**Exercise task**
Reproduce each line of the listing below without any alteration.

Location labeling listing
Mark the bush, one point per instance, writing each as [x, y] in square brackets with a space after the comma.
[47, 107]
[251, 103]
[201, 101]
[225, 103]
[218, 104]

**Full solution**
Mark the bush, one point per instance, writing each as [x, y] in square brackets with a space after the comma.
[47, 107]
[251, 103]
[201, 101]
[225, 103]
[218, 104]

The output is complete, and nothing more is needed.